▶ GIVEN DATA:
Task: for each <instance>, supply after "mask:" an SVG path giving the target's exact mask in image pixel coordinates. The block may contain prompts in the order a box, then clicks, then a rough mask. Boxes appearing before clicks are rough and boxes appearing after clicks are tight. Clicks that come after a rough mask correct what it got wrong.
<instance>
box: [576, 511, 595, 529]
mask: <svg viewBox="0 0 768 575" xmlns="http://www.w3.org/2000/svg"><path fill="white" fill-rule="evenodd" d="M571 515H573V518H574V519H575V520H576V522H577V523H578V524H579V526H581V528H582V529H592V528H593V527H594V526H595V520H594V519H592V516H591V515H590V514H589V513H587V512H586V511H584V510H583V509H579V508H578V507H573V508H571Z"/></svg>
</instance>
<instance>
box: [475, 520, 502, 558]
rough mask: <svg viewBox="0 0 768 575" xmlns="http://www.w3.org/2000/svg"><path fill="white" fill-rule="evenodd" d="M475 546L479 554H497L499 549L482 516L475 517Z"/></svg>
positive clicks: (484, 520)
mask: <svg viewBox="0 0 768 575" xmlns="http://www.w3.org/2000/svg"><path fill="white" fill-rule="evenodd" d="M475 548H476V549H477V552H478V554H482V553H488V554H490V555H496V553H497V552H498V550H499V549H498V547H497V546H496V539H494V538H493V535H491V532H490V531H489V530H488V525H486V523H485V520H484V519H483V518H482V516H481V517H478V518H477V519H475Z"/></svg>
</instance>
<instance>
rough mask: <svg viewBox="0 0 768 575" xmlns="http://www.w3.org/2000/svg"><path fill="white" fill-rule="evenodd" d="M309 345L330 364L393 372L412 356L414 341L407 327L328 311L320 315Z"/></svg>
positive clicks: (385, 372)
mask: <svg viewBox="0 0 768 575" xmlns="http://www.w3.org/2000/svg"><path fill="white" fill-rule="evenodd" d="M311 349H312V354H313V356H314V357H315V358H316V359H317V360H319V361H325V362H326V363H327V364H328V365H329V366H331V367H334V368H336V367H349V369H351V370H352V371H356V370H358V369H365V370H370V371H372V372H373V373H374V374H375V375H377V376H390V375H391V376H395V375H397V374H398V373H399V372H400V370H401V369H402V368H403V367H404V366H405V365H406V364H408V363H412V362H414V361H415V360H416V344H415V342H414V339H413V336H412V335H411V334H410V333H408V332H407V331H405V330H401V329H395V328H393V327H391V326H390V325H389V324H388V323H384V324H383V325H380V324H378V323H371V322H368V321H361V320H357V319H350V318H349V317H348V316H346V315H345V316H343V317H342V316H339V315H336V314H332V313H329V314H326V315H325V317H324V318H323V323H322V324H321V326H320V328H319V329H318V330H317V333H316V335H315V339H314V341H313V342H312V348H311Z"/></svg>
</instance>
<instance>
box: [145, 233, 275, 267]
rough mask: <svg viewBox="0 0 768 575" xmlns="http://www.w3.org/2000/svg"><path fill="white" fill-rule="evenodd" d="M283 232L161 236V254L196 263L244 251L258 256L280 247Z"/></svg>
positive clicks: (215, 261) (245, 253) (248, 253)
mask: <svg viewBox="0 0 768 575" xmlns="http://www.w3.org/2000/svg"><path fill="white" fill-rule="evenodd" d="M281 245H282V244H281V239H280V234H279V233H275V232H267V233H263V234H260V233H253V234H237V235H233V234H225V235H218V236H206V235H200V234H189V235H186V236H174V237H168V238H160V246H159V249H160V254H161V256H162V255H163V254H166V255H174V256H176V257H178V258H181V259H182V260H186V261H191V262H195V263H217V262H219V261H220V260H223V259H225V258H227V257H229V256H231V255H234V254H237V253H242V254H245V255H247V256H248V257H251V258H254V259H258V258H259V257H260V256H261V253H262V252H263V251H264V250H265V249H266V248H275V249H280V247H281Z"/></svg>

▶ TASK DETAILS: Give the data back in full, exactly as written.

▶ ANSWER SECTION:
Task: for each <instance>, supply after "mask:" an SVG path giving the target's exact mask in image pixel coordinates. The block may contain prompts in the order a box, then clicks, then a rough mask. Boxes appearing before clicks are rough and boxes appearing after clicks are tight. Clicks that come after a rough mask correct what it got wrong.
<instance>
box: [576, 511, 595, 529]
mask: <svg viewBox="0 0 768 575" xmlns="http://www.w3.org/2000/svg"><path fill="white" fill-rule="evenodd" d="M571 515H573V518H574V519H575V520H576V522H577V523H578V524H579V526H581V528H582V529H592V528H593V527H594V526H595V520H594V519H592V516H591V515H590V514H589V513H587V512H586V511H584V510H583V509H579V508H578V507H573V508H571Z"/></svg>
</instance>
<instance>
box: [475, 520, 502, 558]
rough mask: <svg viewBox="0 0 768 575" xmlns="http://www.w3.org/2000/svg"><path fill="white" fill-rule="evenodd" d="M475 546L479 554H497L499 549L482 516L475 517Z"/></svg>
positive clicks: (484, 520)
mask: <svg viewBox="0 0 768 575" xmlns="http://www.w3.org/2000/svg"><path fill="white" fill-rule="evenodd" d="M475 548H476V549H477V552H478V554H482V553H488V554H490V555H496V553H497V552H498V550H499V549H498V547H497V546H496V539H494V538H493V535H491V532H490V531H489V530H488V525H486V523H485V520H484V519H483V518H482V516H481V517H478V518H477V519H475Z"/></svg>
</instance>
<instance>
rough mask: <svg viewBox="0 0 768 575" xmlns="http://www.w3.org/2000/svg"><path fill="white" fill-rule="evenodd" d="M309 345L330 364L393 372L412 356L414 341L407 327L328 311L320 315Z"/></svg>
positive clicks: (385, 372)
mask: <svg viewBox="0 0 768 575" xmlns="http://www.w3.org/2000/svg"><path fill="white" fill-rule="evenodd" d="M311 349H312V354H313V356H314V357H315V358H316V359H317V360H319V361H325V362H326V363H327V364H328V365H329V366H331V367H334V368H336V367H349V369H351V370H352V371H356V370H358V369H365V370H370V371H372V372H373V373H374V374H375V375H377V376H390V375H391V376H395V375H397V374H398V373H399V372H400V370H401V369H402V368H403V367H404V366H405V365H406V364H408V363H412V362H414V361H415V360H416V344H415V342H414V339H413V336H412V335H411V334H410V333H408V332H407V331H405V330H401V329H395V328H393V327H391V326H390V325H389V324H388V323H384V324H383V325H380V324H378V323H371V322H368V321H361V320H357V319H350V318H349V317H348V316H346V315H345V316H343V317H342V316H339V315H336V314H332V313H329V314H326V315H325V317H324V318H323V323H322V324H321V326H320V328H319V329H318V330H317V333H316V335H315V339H314V341H313V342H312V348H311Z"/></svg>
</instance>
<instance>
box: [145, 233, 275, 267]
rough mask: <svg viewBox="0 0 768 575" xmlns="http://www.w3.org/2000/svg"><path fill="white" fill-rule="evenodd" d="M283 232L161 236V254L196 263L244 251L258 256L280 247Z"/></svg>
positive clicks: (215, 261) (245, 253) (248, 253)
mask: <svg viewBox="0 0 768 575" xmlns="http://www.w3.org/2000/svg"><path fill="white" fill-rule="evenodd" d="M281 245H282V244H281V239H280V234H279V233H275V232H267V233H263V234H260V233H253V234H237V235H233V234H225V235H218V236H206V235H200V234H189V235H186V236H174V237H168V238H160V246H159V249H160V254H161V256H162V255H163V254H166V255H174V256H176V257H178V258H181V259H182V260H186V261H191V262H195V263H217V262H219V261H220V260H223V259H225V258H227V257H229V256H231V255H234V254H237V253H242V254H245V255H247V256H248V257H251V258H254V259H258V258H259V257H260V256H261V253H262V252H263V251H264V250H265V249H266V248H275V249H280V247H281Z"/></svg>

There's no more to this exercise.